Teks Bacaan:
Mediatani – PT. Bank Rakyat Indonesia (Persero), Tbk mendapat apresiasi dari kalangan pegiat lingkungan karena keputusannya untuk menghentikan pembiayaan pada sektor energi fosil.
Direktur Utama PT. Bank Rakyat Indonesia (Persero), Tbk, Sunarso didesak agar menindaklanjuti dengan segera menghentikan proyek-proyek energi fosil yang saat ini tengah berjalan.
Sementara itu, Koordinator Asosiasi Aksi Ekologi dan Emansipasi Rakyat (AEER), Pius Ginting mengungkapkan bahwa keputusan dari Bank BRI tersebut telah membantu upaya untuk menekan laju perubahan iklim (climate change) dan meminimalisir potensi gagal panen sehingga dapat menolong petani dari ancaman gagal membayar Kredit Usaha Rakyat (KUR).

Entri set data
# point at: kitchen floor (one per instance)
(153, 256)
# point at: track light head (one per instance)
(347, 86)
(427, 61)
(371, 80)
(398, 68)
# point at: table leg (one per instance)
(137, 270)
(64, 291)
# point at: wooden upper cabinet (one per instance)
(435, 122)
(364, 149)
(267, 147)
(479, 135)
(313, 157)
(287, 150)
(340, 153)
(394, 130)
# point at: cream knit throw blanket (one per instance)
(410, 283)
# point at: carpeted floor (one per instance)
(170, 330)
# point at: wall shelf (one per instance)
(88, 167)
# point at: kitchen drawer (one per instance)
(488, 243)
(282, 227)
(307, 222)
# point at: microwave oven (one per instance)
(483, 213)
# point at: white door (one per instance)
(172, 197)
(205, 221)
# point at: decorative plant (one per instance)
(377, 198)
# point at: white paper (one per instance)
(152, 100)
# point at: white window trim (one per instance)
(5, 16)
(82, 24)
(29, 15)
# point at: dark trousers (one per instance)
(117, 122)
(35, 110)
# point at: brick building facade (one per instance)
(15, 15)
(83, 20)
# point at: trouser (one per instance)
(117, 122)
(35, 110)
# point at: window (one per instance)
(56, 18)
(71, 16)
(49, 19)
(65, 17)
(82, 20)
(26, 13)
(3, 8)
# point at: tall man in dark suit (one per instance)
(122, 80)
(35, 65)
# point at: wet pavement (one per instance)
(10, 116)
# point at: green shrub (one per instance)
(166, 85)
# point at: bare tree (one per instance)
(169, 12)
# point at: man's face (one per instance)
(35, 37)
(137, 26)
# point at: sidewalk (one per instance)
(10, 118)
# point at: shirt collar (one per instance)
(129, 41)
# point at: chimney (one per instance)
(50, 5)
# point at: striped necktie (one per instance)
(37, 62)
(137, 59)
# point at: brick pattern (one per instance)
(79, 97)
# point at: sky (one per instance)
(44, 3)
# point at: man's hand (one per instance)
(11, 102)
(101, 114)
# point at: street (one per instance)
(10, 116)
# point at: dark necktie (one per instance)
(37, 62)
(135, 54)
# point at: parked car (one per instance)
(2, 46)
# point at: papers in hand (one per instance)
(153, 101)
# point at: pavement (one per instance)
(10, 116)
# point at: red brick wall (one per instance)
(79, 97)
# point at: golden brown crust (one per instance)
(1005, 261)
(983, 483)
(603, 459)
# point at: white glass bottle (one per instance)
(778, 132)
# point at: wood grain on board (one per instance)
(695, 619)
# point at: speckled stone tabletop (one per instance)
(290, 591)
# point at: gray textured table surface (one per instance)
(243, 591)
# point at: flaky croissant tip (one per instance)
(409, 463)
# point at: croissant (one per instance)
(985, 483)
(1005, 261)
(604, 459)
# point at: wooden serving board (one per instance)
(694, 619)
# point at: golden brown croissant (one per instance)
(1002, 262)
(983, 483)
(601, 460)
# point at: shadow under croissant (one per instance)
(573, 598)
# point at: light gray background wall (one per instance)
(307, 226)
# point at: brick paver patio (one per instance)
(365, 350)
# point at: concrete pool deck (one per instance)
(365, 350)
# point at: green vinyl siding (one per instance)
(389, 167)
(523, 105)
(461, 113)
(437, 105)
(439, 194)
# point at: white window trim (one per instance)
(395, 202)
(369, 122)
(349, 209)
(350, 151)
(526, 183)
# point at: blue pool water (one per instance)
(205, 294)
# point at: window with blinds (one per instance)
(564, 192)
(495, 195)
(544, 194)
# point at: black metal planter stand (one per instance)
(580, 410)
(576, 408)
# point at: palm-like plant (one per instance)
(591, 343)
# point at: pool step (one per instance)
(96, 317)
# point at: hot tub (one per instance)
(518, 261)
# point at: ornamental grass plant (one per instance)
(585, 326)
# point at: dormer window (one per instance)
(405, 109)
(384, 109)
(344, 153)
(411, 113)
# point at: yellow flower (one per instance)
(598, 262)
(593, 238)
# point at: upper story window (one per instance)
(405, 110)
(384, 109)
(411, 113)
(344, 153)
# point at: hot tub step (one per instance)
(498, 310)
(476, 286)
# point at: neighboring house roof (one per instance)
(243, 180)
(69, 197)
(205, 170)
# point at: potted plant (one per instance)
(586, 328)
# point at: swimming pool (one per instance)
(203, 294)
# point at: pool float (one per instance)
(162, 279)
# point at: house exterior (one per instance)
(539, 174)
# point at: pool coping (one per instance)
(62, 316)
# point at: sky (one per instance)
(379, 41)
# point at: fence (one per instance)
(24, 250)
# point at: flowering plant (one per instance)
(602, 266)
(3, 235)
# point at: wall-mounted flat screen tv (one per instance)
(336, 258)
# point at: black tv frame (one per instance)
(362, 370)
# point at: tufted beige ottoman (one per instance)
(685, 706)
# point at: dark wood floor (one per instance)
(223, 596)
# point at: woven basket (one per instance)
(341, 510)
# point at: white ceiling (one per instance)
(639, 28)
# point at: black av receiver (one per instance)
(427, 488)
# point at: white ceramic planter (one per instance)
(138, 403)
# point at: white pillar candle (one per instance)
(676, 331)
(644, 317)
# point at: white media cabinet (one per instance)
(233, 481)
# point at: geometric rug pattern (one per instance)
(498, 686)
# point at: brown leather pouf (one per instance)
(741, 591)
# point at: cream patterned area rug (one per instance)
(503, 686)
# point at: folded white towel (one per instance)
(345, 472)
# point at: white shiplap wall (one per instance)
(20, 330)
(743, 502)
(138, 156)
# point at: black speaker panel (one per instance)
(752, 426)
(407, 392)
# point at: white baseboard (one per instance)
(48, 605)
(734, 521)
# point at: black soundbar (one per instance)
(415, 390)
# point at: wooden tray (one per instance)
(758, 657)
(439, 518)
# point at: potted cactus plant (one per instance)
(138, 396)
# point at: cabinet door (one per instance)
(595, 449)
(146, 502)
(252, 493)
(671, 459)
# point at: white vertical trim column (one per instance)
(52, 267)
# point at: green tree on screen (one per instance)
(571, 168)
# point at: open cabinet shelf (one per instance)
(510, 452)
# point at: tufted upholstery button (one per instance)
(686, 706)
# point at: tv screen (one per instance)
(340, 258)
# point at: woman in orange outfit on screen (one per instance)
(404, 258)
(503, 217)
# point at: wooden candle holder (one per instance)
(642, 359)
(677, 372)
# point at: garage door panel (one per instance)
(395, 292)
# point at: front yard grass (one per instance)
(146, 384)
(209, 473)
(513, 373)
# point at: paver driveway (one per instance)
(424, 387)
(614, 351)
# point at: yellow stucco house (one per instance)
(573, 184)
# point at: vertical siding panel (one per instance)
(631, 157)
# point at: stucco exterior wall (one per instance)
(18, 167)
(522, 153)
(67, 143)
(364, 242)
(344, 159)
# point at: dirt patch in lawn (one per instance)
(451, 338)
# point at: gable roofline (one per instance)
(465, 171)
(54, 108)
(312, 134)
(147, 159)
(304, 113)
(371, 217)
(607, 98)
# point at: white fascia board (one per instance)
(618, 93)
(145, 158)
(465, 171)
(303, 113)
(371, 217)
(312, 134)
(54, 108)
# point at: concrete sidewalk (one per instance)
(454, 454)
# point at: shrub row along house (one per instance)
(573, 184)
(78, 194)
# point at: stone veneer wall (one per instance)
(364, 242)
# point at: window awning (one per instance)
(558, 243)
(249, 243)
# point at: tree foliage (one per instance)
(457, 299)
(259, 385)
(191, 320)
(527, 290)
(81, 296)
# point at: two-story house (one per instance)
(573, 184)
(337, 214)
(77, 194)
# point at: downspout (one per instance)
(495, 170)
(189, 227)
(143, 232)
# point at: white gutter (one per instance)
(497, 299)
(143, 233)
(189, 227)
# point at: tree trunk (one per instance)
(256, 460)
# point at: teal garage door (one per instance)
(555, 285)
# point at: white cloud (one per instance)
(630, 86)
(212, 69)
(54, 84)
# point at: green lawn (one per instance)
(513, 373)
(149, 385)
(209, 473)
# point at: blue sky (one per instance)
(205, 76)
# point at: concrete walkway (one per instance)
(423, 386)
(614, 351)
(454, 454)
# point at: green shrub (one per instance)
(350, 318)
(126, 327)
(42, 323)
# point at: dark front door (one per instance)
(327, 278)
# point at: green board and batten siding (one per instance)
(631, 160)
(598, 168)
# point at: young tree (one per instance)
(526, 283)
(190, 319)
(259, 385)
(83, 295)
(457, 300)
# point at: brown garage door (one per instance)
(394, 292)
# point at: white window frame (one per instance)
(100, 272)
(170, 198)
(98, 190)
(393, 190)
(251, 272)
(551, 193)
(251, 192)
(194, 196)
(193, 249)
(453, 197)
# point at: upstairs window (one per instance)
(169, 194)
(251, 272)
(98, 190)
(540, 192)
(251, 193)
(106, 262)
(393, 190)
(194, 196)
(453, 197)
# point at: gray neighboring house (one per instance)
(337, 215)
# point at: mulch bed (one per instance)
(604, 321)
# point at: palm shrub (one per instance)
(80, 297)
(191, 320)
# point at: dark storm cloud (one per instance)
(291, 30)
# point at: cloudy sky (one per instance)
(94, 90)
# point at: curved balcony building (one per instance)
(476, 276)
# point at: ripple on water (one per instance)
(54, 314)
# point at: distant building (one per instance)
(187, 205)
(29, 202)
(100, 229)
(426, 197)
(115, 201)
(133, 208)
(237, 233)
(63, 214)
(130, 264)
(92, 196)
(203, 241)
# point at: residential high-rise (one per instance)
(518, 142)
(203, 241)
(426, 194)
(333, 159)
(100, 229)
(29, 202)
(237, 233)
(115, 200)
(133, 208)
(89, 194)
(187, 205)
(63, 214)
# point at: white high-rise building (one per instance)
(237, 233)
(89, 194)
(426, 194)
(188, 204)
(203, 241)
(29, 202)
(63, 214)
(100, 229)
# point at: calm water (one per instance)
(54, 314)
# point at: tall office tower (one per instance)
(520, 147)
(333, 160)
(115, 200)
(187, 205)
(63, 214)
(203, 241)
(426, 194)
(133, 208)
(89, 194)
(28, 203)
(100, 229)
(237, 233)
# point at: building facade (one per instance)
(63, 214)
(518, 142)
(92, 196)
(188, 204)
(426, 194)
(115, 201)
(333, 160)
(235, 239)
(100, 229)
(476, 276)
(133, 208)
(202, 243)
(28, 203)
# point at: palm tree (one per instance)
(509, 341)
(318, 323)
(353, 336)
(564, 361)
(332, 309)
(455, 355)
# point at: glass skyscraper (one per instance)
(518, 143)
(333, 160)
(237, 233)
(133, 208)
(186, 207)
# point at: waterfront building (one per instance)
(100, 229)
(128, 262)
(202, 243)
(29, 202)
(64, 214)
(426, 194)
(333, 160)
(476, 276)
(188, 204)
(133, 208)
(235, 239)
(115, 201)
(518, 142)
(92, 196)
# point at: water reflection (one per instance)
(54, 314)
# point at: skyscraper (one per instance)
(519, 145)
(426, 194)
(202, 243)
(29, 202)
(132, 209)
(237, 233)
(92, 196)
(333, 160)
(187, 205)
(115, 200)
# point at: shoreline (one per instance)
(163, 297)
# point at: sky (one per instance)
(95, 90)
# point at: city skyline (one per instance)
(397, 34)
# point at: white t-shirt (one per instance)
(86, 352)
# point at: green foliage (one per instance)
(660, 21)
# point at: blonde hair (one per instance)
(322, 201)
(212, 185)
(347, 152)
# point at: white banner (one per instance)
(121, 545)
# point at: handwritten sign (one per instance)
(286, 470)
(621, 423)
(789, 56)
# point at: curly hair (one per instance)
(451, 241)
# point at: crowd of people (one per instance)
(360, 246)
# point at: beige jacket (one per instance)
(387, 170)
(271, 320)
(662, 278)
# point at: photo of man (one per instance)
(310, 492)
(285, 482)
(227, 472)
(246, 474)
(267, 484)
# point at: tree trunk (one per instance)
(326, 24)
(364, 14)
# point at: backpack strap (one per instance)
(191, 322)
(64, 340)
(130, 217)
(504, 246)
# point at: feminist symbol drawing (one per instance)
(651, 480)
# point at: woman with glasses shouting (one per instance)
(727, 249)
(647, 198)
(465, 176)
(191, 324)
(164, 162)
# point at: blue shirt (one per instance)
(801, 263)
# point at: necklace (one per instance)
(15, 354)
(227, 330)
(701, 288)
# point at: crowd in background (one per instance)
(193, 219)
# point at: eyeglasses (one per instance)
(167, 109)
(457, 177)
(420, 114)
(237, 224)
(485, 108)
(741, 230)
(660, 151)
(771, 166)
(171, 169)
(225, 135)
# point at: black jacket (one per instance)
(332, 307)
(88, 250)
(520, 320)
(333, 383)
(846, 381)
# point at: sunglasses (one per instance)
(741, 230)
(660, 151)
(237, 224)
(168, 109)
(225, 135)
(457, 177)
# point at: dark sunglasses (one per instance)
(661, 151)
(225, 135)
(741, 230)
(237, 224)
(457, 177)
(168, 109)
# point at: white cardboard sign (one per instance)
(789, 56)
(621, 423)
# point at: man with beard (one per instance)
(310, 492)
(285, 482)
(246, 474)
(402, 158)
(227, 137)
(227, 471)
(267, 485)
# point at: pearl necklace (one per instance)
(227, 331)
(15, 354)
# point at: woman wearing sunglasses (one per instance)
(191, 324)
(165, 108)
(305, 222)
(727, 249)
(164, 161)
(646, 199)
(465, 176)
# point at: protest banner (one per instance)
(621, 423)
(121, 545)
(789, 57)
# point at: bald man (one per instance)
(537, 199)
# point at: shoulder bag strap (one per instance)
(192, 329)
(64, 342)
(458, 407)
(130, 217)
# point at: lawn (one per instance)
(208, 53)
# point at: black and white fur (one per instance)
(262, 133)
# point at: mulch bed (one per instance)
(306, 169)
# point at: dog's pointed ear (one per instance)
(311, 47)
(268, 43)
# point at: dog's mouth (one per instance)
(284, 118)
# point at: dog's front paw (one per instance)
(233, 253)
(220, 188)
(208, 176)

Ketentuan Tugas 1:
Perbarui teks bacaan dengan menuliskan kembali seluruh bagian mulai dari "Sementara itu, Koordinator" hingga "Usaha Rakyat (KUR).", dengan mengganti "perubahan iklim" menjadi "pemanasan global".
Ketentuan Tugas 2:
Menurut teks bacaan, tindakan apa yang didesakkan kepada Sunarso?

Jawaban Tertulis 1:
Sementara itu, Koordinator Asosiasi Aksi Ekologi dan Emansipasi Rakyat (AEER), Pius Ginting mengungkapkan bahwa keputusan dari Bank BRI tersebut telah membantu upaya untuk menekan laju pemanasan global (climate change) dan meminimalisir potensi gagal panen sehingga dapat menolong petani dari ancaman gagal membayar Kredit Usaha Rakyat (KUR).

Jawaban Tertulis 2:
Menghentikan dengan segera proyek-proyek energi fosil yang saat ini tengah berjalan.